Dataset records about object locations
====================

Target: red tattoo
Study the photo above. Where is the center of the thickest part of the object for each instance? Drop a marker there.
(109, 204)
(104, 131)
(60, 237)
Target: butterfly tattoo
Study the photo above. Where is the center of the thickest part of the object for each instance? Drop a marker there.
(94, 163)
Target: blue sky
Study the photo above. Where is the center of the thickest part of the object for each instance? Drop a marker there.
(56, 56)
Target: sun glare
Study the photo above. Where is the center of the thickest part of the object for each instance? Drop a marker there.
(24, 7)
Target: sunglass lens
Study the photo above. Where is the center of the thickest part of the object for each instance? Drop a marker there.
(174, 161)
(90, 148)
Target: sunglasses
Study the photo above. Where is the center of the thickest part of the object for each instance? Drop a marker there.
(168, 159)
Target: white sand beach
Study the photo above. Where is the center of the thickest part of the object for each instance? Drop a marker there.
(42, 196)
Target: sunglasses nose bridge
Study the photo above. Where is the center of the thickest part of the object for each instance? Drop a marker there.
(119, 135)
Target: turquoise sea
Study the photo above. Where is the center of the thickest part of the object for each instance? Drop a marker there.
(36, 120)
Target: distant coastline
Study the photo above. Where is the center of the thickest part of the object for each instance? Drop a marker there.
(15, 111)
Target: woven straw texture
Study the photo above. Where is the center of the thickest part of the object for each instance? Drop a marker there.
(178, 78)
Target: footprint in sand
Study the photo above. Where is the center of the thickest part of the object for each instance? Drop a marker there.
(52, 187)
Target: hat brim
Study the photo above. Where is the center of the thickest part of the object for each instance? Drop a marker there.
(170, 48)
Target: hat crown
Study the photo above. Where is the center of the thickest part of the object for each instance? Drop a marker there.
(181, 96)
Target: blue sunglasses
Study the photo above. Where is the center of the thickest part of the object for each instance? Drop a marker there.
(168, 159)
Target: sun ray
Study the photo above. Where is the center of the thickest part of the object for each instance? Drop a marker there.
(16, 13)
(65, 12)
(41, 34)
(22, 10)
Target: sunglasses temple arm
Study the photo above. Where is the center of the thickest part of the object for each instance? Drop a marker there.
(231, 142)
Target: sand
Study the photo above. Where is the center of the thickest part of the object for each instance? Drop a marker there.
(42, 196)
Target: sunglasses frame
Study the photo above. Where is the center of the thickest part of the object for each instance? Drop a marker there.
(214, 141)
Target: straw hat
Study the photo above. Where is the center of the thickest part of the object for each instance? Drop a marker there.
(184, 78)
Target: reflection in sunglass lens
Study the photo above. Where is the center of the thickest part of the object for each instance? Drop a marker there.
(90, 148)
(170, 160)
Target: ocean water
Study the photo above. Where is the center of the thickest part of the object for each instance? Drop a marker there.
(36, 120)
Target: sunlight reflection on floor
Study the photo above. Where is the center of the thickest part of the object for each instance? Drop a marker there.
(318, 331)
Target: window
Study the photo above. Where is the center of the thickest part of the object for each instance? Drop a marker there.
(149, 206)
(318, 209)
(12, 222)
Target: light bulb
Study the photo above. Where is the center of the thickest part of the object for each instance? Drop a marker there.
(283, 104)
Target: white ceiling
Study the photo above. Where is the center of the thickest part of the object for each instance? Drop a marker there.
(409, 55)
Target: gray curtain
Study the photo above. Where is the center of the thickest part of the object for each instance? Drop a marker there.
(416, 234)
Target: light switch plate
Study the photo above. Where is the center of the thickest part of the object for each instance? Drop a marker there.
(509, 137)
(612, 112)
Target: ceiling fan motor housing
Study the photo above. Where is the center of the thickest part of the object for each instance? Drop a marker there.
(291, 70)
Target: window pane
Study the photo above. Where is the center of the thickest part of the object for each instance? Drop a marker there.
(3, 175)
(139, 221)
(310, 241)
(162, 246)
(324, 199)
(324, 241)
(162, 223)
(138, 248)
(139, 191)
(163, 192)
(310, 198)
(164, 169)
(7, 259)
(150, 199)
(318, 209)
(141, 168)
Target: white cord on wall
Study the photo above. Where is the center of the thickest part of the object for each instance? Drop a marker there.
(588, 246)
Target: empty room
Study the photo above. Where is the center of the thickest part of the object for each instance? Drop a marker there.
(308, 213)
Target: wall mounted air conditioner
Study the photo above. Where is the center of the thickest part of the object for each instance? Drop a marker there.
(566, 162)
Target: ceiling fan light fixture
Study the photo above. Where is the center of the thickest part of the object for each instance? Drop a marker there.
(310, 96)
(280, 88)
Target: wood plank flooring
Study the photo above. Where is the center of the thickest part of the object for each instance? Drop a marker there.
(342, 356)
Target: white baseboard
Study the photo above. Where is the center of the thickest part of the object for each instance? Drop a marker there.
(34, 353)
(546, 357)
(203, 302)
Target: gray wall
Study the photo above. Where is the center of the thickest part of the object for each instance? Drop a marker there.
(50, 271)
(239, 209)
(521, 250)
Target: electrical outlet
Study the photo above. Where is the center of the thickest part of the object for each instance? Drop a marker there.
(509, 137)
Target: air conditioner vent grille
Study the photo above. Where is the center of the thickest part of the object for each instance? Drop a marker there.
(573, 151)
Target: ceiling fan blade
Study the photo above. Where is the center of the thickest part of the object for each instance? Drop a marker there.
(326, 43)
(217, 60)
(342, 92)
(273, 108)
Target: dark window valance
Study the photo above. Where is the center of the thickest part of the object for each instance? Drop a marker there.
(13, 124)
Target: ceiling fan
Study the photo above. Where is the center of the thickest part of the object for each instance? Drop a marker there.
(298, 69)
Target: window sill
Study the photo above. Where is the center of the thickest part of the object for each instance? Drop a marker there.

====================

Write out all the lines again, exactly as they are.

• RESULT OF THIS EXERCISE:
Target: red tattoo
Study the photo above. Where is the center of the thickest part of the object for each instance? Drop a marker there.
(109, 204)
(104, 131)
(60, 237)
Target: butterfly tattoo
Study the photo above. Where is the center of the thickest part of the object for each instance? Drop a marker there.
(94, 163)
Target: blue sky
Study the photo above. Where is the center of the thickest part of the object for each instance? Drop a marker there.
(56, 56)
Target: sun glare
Study the photo above. Where is the center of the thickest part of the object for each instance? Drop a marker there.
(24, 7)
Target: sunglass lens
Study the photo above. Where is the center of the thickest part of the object for each instance? Drop a marker there.
(174, 161)
(90, 148)
Target: sunglasses
Study the photo above. Where is the center of the thickest part of the object for each instance? Drop a marker there.
(168, 159)
Target: white sand beach
Study the photo above. Where is the center of the thickest part of the object for each instance? Drop a marker there.
(42, 196)
Target: sunglasses nose bridge
Study the photo above. Where is the center of the thickest part of the object for each instance? Drop a marker there.
(119, 135)
Target: turquoise sea
Study the photo above. Where is the center of the thickest part of the object for each instance? Drop a marker there.
(36, 120)
Target: distant coastline
Study the photo above. Where is the center of the thickest part of the object for each instance? Drop a marker there.
(15, 111)
Target: woven straw texture
Study the photo above. Where is the center of the thickest part of the object for each instance? Drop a marker there.
(178, 78)
Target: footprint in sand
Study the photo above. Where is the center of the thickest part of the object for each instance? Drop a marker there.
(52, 187)
Target: hat brim
Study the photo above. Where is the center of the thickest part of the object for each instance? Drop a marker there.
(170, 48)
Target: hat crown
Study the photo above. Where is the center of the thickest part of the object for each instance? Drop a marker there.
(181, 96)
Target: blue sunglasses
Study the photo above. Where is the center of the thickest part of the object for each instance? Drop a marker there.
(168, 159)
Target: sun ray
Study the photo above. Where is the center of the thickest part of the object for each instance? Drop a marker there.
(16, 13)
(65, 12)
(41, 34)
(22, 10)
Target: sunglasses temple arm
Study the photo above. Where is the center of the thickest part of the object for each instance? Drop a marker there.
(231, 142)
Target: sand
Study the photo above. Where is the center of the thickest part of the object for each instance? Drop a marker there.
(42, 196)
Target: sunglasses frame
Study the photo above. Where is the center of the thickest part of the object for each instance? Drop a marker there.
(214, 141)
Target: straw hat
Study the photo above. Where is the center of the thickest part of the object for each instance? Drop a marker there.
(184, 78)
Target: reflection in sunglass lens
Study the photo above. Where is the center of the thickest part of the object for each instance? Drop a marker there.
(90, 148)
(170, 160)
Target: ocean water
Study the photo above. Where is the center of the thickest part of the object for each instance? Drop a marker there.
(36, 120)
Target: sunlight reflection on floor
Study the photo above. Where is the center of the thickest part of the object for each instance? Drop a marker there.
(318, 331)
Target: window
Study the photo above. Where is the center of the thickest part of the object for each instance? Drop a marker there.
(149, 206)
(318, 209)
(12, 222)
Target: light bulb
Study the photo above. Where is the center of the thickest part of the object for each instance? Drop a marker there.
(283, 104)
Target: white ceiling
Study the photo above. Where is the center of the thickest part of the object for each instance? Drop a marker there.
(409, 55)
Target: gray curtain
Study the photo above. Where is the center of the thickest part of the object for each instance? Drop a marker there.
(416, 234)
Target: light switch plate
Study the photo above. Where is the center of the thickest part of the object for each instance? Drop a marker there.
(509, 137)
(612, 112)
Target: ceiling fan motor housing
Study the photo above. Where is the center of the thickest part of the object for each instance? Drop a marker there.
(291, 70)
Target: window pane
Study the photo above. Where is the center of the thickest part of the object for each instance? Drop a marker there.
(3, 175)
(139, 221)
(310, 241)
(162, 246)
(324, 199)
(324, 241)
(162, 223)
(138, 248)
(139, 191)
(163, 192)
(310, 198)
(164, 169)
(7, 259)
(150, 199)
(318, 209)
(141, 168)
Target: white cord on wall
Study the photo above. Where is the center of the thickest part of the object for each instance? Drop a marker there.
(588, 246)
Target: empty room
Study the photo above. Where is the center of the thickest part of the object for each instance? Drop a marker there.
(308, 213)
Target: wall mounted air conditioner
Study the photo above. Where is the center of the thickest part of the object for each instance? Drop a marker there.
(566, 162)
Target: ceiling fan light fixture
Study the photo above. Where is the center of the thickest part of the object for each instance? Drop a marker there.
(310, 96)
(280, 88)
Target: wood plank flooring
Study the photo above. Where is the center of the thickest part of the object for each instance? Drop a marker there.
(342, 356)
Target: white baseboard
Study the photo above. Where is the center of the thickest part of the object for each instance? Drop a marker there.
(34, 353)
(546, 357)
(203, 302)
Target: gray wall
Study the photo above. Where is the center of the thickest part of the object for each instance? Drop a marker there.
(50, 271)
(239, 209)
(521, 250)
Target: electrical outlet
Study the photo above. Where is the center of the thickest part of the object for each instance? Drop a marker there.
(509, 137)
Target: air conditioner vent grille
Study the photo above. Where is the center of the thickest part of the object for each instance? Drop a marker there.
(573, 151)
Target: ceiling fan blade
Study the photo above. Where is the center of the thickest part of the object for each instance? Drop a marker there.
(326, 43)
(217, 60)
(342, 92)
(273, 108)
Target: dark window valance
Study the photo above. Where is the center of the thickest part of the object for each instance? Drop a marker there.
(13, 124)
Target: ceiling fan
Study the photo above. Where is the center of the thickest part of the object for each instance? Drop a marker there.
(298, 69)
Target: window sill
Study the photo above. Where is the center of the thickest part of the object for each instance? Drop a marker there.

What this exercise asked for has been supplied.